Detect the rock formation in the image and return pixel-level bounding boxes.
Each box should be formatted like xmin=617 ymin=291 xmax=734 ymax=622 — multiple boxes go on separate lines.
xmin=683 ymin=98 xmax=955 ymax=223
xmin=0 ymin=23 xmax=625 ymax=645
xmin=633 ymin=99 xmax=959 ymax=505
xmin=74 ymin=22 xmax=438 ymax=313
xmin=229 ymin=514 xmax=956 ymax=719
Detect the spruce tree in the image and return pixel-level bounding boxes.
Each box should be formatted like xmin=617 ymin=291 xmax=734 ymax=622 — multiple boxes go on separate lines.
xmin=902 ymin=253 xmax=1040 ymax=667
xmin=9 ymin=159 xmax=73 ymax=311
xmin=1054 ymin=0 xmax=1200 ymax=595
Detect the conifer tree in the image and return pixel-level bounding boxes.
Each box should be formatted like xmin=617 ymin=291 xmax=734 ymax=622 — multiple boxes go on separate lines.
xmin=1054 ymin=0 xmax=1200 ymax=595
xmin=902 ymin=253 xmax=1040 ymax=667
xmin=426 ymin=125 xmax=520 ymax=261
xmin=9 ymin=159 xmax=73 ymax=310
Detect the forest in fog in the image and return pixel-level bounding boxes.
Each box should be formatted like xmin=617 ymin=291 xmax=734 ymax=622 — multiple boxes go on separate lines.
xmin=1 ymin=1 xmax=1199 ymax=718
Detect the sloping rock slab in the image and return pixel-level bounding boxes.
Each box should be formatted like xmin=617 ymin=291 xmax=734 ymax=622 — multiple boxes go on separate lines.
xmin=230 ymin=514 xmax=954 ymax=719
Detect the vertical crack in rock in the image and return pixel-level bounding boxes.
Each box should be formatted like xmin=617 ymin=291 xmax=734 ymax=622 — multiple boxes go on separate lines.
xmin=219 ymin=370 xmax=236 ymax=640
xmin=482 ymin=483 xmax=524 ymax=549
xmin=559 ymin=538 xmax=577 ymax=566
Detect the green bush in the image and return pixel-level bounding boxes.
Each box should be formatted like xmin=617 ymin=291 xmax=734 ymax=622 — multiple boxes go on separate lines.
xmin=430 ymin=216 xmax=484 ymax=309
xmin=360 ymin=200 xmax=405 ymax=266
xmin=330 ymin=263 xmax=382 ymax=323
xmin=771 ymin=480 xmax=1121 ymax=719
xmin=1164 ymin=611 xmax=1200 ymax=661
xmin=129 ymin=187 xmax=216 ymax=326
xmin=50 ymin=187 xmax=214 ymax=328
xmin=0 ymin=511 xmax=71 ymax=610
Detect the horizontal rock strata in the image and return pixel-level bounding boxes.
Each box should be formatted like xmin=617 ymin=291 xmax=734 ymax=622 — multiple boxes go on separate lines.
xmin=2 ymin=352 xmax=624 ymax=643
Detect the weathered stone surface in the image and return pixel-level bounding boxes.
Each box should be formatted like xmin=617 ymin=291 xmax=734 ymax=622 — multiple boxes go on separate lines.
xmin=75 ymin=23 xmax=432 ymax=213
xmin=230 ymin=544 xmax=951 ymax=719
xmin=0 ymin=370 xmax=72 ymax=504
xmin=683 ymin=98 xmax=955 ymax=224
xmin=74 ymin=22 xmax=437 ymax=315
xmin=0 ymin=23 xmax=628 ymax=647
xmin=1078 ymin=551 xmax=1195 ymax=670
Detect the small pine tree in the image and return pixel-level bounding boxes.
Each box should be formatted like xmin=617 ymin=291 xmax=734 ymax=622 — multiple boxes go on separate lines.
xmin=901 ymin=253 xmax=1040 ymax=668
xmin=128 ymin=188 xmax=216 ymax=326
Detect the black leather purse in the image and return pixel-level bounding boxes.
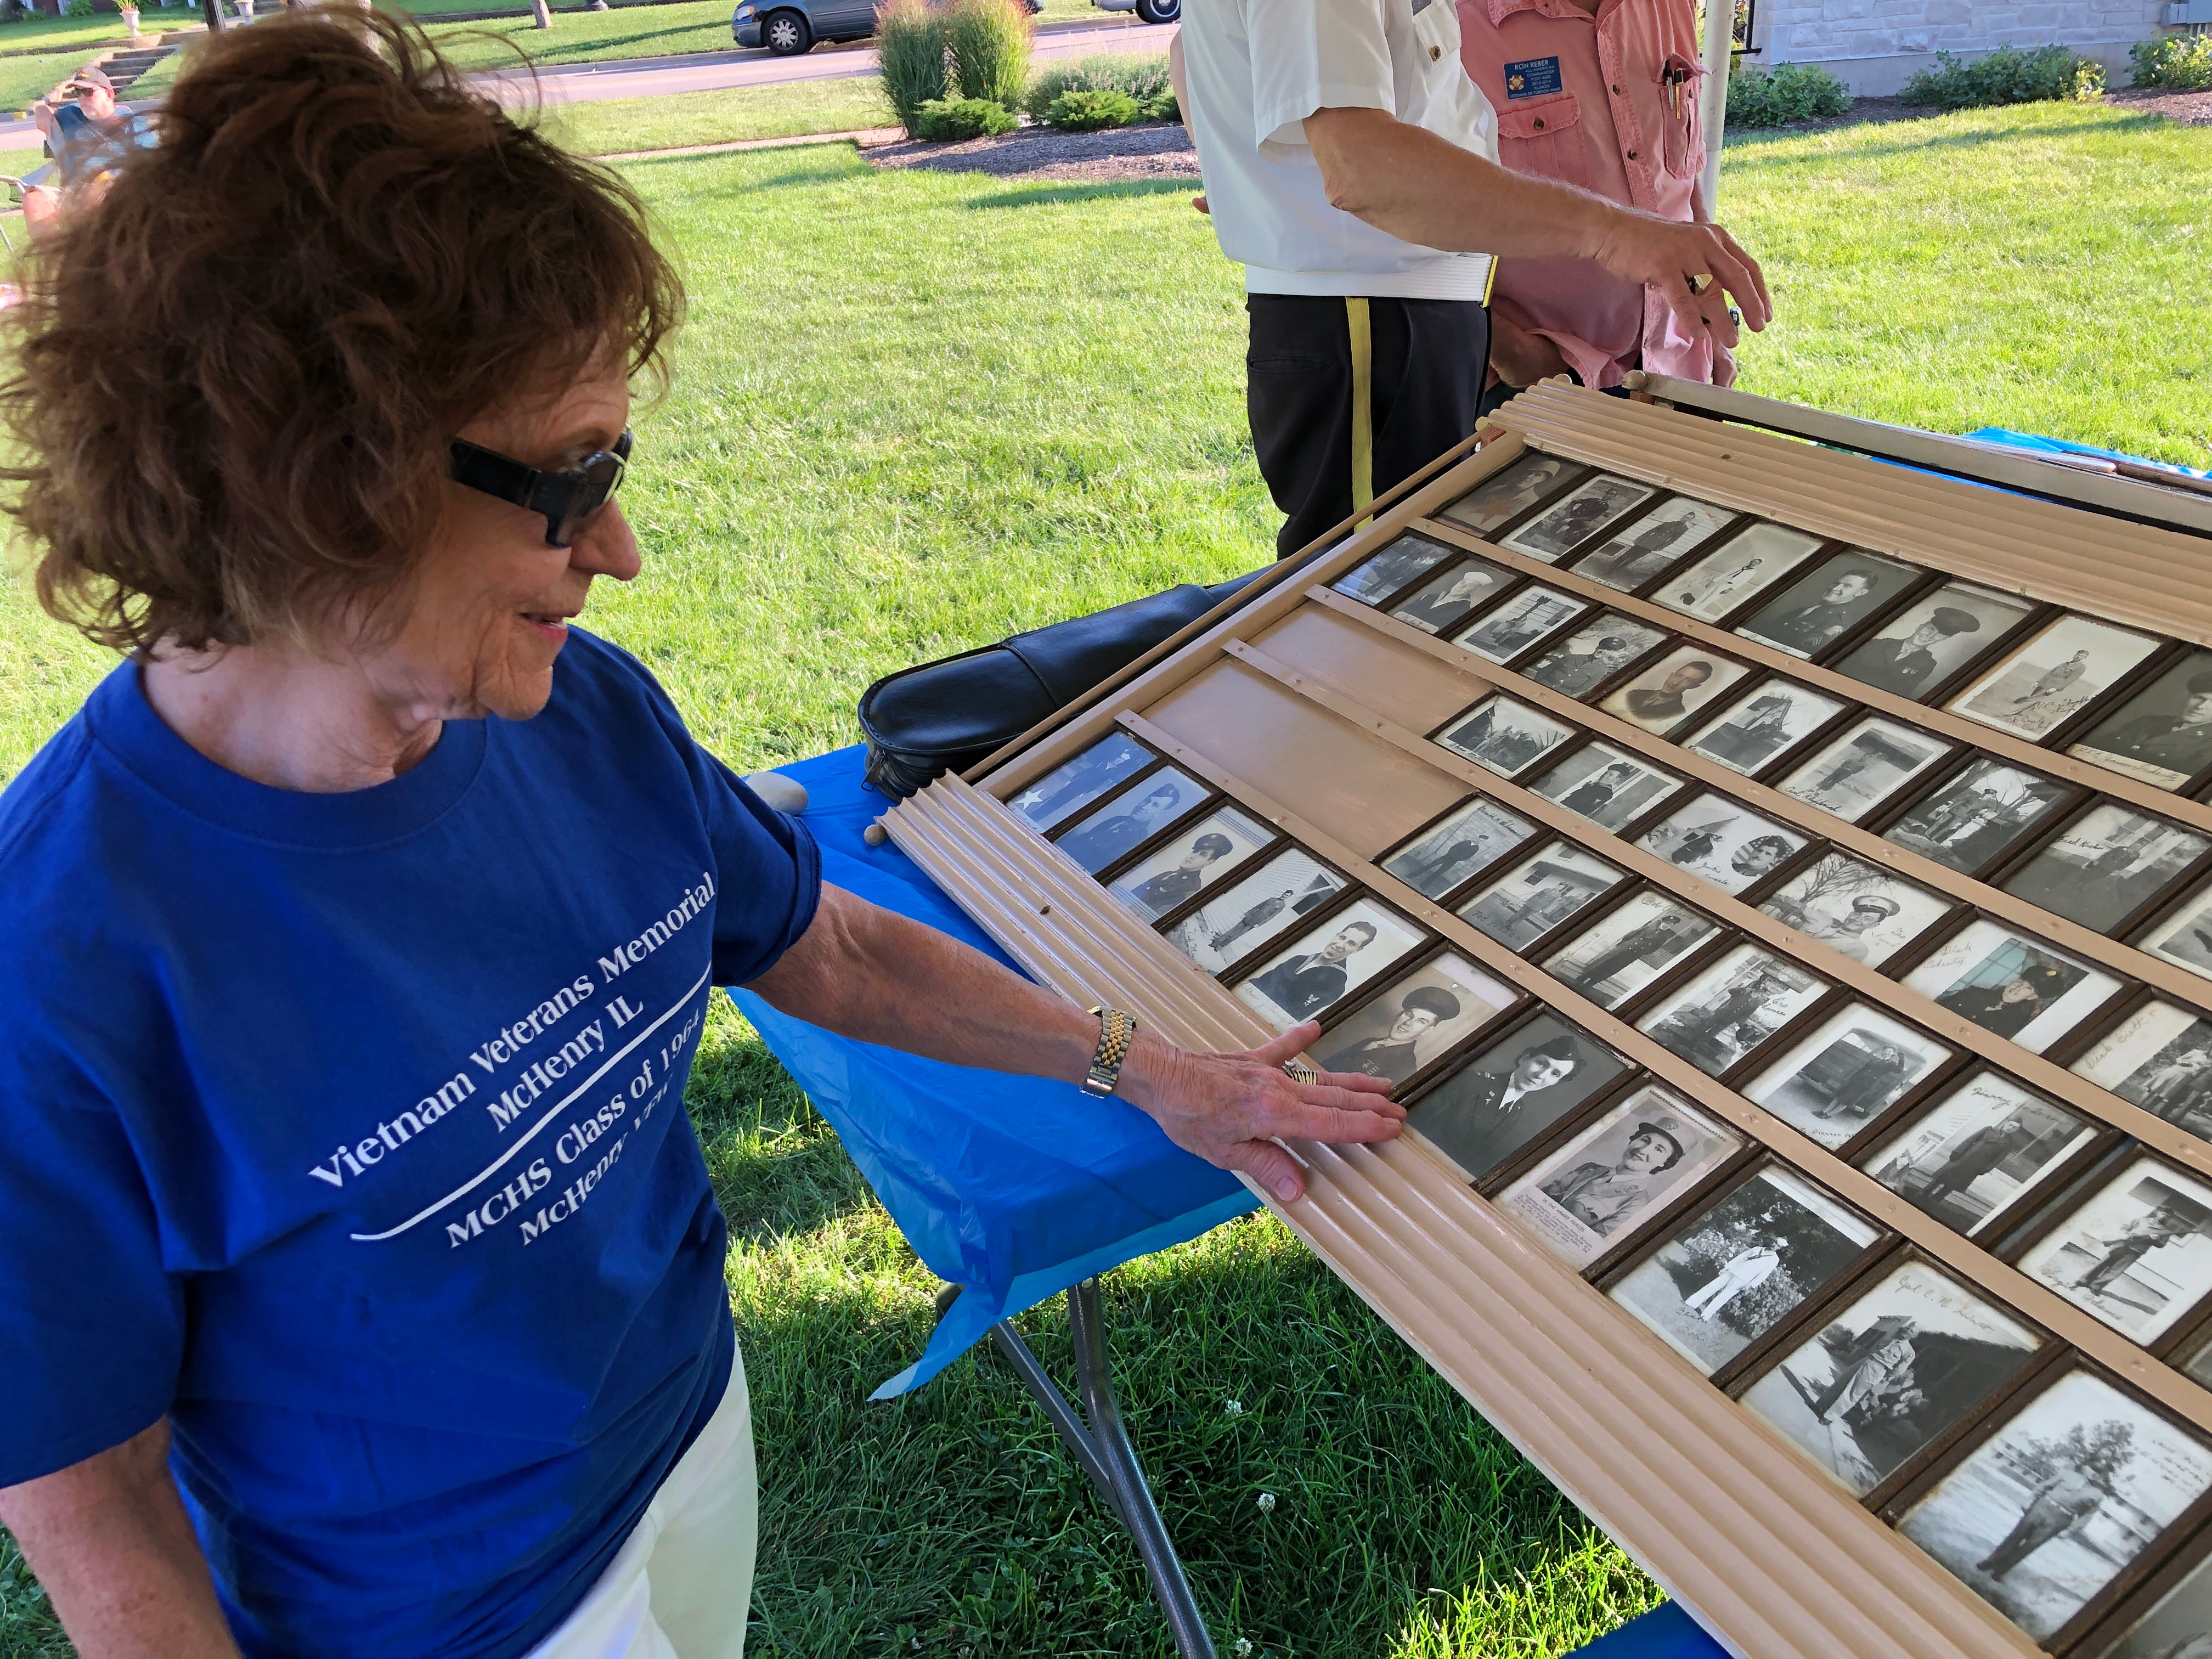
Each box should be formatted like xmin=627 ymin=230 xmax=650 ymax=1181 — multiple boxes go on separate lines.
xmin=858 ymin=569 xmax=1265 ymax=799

○ ○ ○

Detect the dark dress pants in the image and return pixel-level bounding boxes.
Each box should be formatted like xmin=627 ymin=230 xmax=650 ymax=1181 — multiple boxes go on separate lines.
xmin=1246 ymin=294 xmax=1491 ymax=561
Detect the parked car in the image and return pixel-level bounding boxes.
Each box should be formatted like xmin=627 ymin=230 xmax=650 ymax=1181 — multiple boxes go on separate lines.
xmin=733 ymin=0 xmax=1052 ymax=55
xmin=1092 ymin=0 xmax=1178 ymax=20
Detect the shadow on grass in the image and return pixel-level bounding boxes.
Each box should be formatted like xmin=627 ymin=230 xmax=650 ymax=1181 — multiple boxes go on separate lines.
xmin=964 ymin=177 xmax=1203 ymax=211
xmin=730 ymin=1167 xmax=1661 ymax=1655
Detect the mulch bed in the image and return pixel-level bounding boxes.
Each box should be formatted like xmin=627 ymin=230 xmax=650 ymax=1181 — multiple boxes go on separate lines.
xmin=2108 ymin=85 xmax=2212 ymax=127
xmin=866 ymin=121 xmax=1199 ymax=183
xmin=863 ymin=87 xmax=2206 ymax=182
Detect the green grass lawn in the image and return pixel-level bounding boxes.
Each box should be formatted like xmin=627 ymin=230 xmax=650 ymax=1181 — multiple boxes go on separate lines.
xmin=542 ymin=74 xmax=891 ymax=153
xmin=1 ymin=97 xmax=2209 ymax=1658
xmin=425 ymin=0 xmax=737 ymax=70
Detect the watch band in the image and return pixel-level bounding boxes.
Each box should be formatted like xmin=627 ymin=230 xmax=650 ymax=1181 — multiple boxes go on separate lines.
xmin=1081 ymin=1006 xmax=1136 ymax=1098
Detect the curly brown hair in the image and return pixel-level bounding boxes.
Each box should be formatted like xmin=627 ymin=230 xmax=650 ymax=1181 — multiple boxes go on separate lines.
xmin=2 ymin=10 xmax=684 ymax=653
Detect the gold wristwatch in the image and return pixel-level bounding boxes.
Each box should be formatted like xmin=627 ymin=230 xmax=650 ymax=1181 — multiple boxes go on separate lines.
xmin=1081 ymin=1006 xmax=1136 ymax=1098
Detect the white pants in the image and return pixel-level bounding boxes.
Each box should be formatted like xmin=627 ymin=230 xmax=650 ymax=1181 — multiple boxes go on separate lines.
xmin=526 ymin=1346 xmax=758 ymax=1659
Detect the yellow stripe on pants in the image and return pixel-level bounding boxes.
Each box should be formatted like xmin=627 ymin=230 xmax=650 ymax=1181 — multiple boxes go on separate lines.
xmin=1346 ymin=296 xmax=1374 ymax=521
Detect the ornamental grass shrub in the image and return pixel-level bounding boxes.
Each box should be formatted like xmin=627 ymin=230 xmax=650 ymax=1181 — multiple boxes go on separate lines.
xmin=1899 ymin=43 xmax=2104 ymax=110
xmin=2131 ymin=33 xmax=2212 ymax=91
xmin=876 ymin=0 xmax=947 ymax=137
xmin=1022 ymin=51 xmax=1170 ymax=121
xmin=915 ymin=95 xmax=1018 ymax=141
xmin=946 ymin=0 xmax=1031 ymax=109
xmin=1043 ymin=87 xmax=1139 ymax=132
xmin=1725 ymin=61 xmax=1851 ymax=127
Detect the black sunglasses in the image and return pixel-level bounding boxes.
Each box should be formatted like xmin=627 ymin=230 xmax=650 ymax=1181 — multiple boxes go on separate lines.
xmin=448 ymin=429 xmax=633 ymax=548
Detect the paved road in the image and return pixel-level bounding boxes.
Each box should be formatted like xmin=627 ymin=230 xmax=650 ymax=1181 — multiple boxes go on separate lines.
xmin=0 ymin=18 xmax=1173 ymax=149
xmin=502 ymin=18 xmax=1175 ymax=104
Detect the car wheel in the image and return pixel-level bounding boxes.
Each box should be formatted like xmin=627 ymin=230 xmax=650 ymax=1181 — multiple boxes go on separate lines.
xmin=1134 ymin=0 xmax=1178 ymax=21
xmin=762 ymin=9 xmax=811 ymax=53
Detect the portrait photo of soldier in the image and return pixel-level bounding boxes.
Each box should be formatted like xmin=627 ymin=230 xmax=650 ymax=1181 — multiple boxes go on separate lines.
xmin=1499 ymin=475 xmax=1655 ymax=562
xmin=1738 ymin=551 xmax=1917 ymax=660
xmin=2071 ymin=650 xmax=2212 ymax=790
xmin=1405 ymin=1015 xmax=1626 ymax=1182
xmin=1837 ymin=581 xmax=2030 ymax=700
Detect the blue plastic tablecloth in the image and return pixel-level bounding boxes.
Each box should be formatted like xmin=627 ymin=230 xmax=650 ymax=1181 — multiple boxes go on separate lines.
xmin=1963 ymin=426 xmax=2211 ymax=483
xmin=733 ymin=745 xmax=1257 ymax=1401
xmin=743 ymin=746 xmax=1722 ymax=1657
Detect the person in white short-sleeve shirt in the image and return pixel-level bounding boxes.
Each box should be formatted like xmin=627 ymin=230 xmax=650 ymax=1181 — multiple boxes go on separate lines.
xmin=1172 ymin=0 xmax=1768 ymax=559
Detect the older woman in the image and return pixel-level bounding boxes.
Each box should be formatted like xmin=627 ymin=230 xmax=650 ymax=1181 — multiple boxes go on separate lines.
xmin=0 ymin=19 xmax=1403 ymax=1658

○ ○ ○

**TASK STATEMENT:**
Retype exactly the lines above, from the one with "Detect the rock" through the one with "Detect the forest", inclusive.

**RESULT FOR THIS TASK:**
Detect the rock formation in the image and return pixel-level bounding boxes.
Each box should be formatted like xmin=617 ymin=291 xmax=734 ymax=622 — multiple boxes go on separate lines.
xmin=683 ymin=98 xmax=955 ymax=223
xmin=0 ymin=23 xmax=625 ymax=645
xmin=633 ymin=99 xmax=959 ymax=505
xmin=74 ymin=22 xmax=438 ymax=313
xmin=229 ymin=514 xmax=956 ymax=719
Detect the spruce tree in the image and return pixel-level bounding boxes.
Each box should be formatted like xmin=617 ymin=291 xmax=734 ymax=622 — multiple boxes go on separate lines.
xmin=902 ymin=253 xmax=1040 ymax=667
xmin=9 ymin=159 xmax=73 ymax=311
xmin=1054 ymin=0 xmax=1200 ymax=595
Detect the conifer tree in the image and return pixel-level bounding boxes.
Each box should be formatted like xmin=617 ymin=291 xmax=734 ymax=622 — multiple boxes go on separate lines.
xmin=1054 ymin=0 xmax=1200 ymax=595
xmin=902 ymin=253 xmax=1040 ymax=667
xmin=426 ymin=125 xmax=520 ymax=261
xmin=9 ymin=159 xmax=73 ymax=310
Detect the forest in fog in the image and return pixel-level bounding boxes.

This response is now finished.